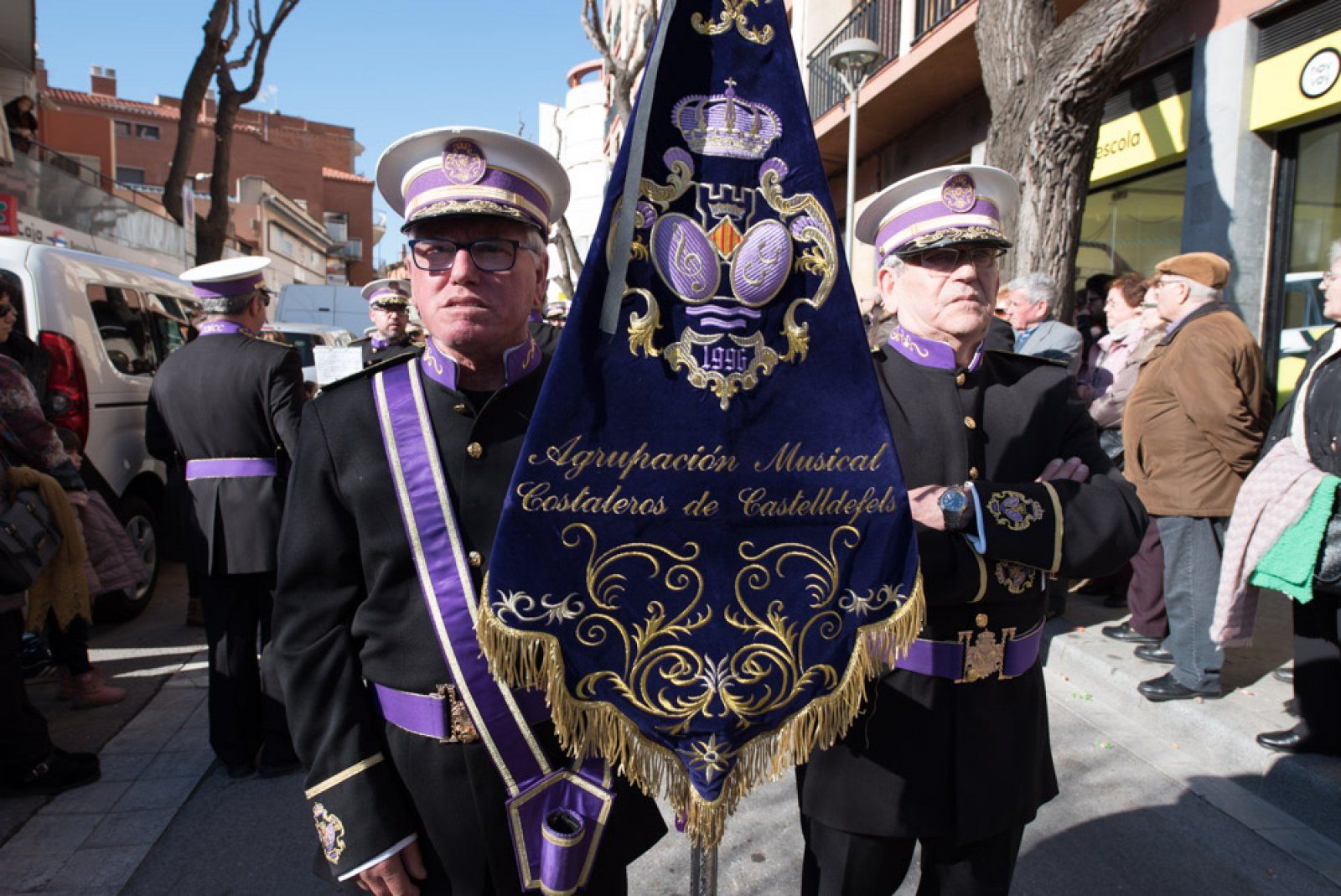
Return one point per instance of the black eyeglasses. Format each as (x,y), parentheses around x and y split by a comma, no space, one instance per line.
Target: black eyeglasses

---

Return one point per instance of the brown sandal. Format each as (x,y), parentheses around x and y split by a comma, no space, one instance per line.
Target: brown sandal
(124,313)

---

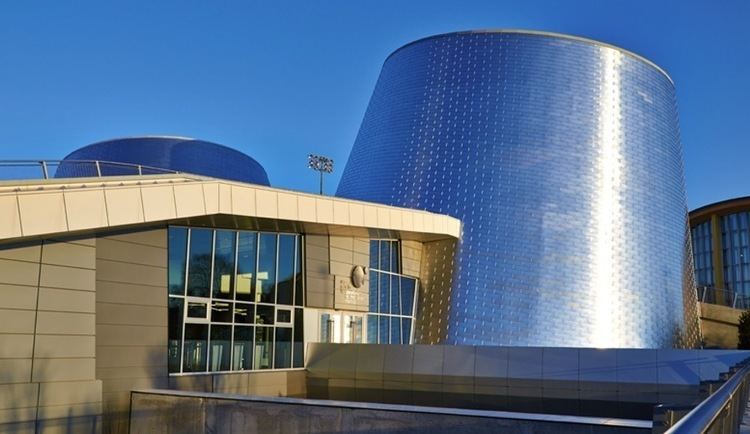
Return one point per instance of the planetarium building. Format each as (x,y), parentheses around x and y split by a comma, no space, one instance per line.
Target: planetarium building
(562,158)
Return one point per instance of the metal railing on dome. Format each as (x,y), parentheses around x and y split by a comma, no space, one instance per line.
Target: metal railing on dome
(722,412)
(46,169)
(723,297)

**EXERCISE GOAL**.
Pick out each line above that contains the word "dome", and copy those lines unchanged.

**SOLVED EXERCISE**.
Return one point per instance of the metal railing on dome. Format each as (x,y), parentheses around x and y split by a comma, no space, one instance per line.
Target: metal railing on dome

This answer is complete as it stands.